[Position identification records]

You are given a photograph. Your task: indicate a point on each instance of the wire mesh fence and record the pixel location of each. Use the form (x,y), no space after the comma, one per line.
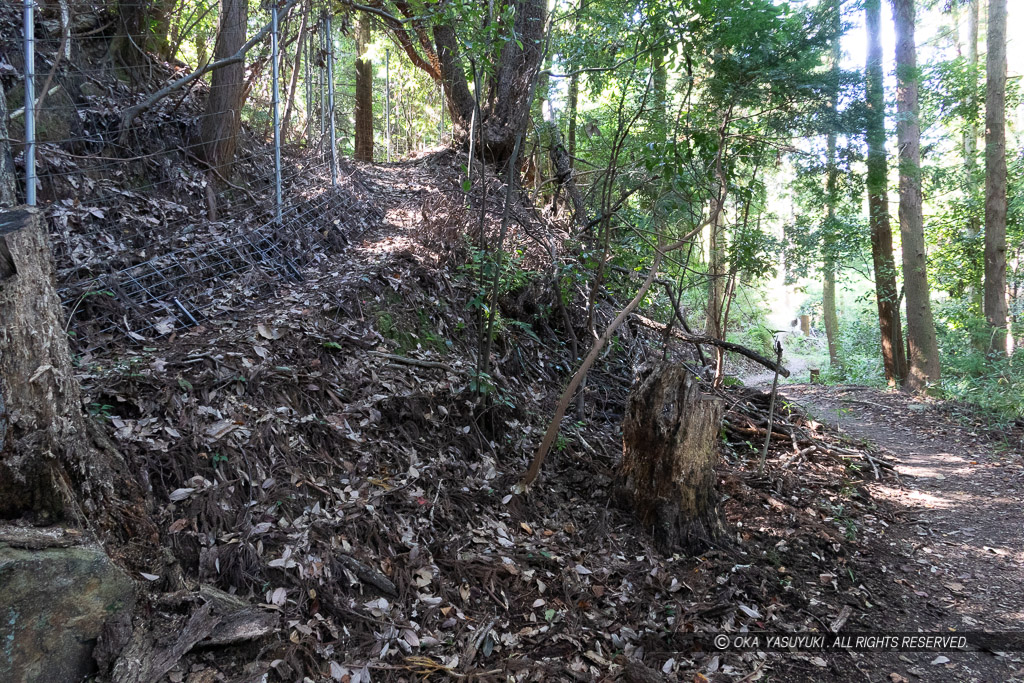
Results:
(148,239)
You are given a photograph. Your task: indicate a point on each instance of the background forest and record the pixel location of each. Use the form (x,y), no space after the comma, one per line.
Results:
(795,124)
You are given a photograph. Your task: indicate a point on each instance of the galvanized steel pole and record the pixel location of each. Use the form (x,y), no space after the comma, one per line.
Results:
(276,115)
(330,81)
(30,102)
(387,100)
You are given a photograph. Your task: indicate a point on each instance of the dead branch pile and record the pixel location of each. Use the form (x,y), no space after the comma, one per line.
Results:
(796,437)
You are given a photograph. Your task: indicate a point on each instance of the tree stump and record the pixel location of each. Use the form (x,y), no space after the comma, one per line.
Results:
(670,449)
(50,468)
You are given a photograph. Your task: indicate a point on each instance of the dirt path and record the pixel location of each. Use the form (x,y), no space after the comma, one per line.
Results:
(954,560)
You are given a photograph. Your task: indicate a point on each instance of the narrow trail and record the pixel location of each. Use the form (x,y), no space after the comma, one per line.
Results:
(954,560)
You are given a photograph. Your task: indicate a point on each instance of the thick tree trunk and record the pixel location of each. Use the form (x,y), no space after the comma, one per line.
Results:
(924,350)
(49,468)
(670,449)
(505,113)
(143,26)
(7,187)
(364,92)
(893,354)
(227,89)
(995,177)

*DESCRIPTION OF THE TASK*. Print every one of the records above verbatim, leaving out the pictures.

*TASK RESPONSE*.
You are given a photograph. Your task: indicate a point on each instance of the wire mesh fence and record the pixel location of each. Use the form (x,y), no space after the comma, one per line.
Results:
(148,239)
You are given a photograph. Your task: indicate a point on each instance of the background forest and record the pixel location of each. Use the form (x,y), no space after the comma, one per line.
Results:
(795,124)
You are given a photograph. Your task: indicate a point on each instance of the galvanized steel pole and record the pixel location of each. Use the form (x,y), no space after the comma, one per line.
Results:
(276,115)
(330,81)
(30,102)
(387,100)
You are given a photograph. Your task: indicate a point on each instance of the dead branch pile and record the pixel location of each. Use the form (x,y), no space after the comma, one per line.
Results:
(796,437)
You are given a photograph. Your task: indicate a point on each instance of the tree stump and record the pixel location of each. Use the form (x,y), no space after the comma, one per line.
Results:
(670,449)
(50,468)
You are given a photograph. Your task: indicate a point on each instance of the dirt path and record the pixel location of each. Use the form (x,y), no space after the comma, one per line.
Results:
(954,560)
You are given a photograph. Your task: indicate a point on each instance of the narrow trail and record the pixel location of each. Use the form (x,y), no space after the comma, one per line.
Results:
(954,560)
You are given a photograph. Your task: indicate a point on each instance of the thick tree trunk and record the pixel location of each. Use the form (x,y), no space after the comma, one per line.
Results:
(924,350)
(49,468)
(670,449)
(505,113)
(143,26)
(7,187)
(364,92)
(893,354)
(227,89)
(995,177)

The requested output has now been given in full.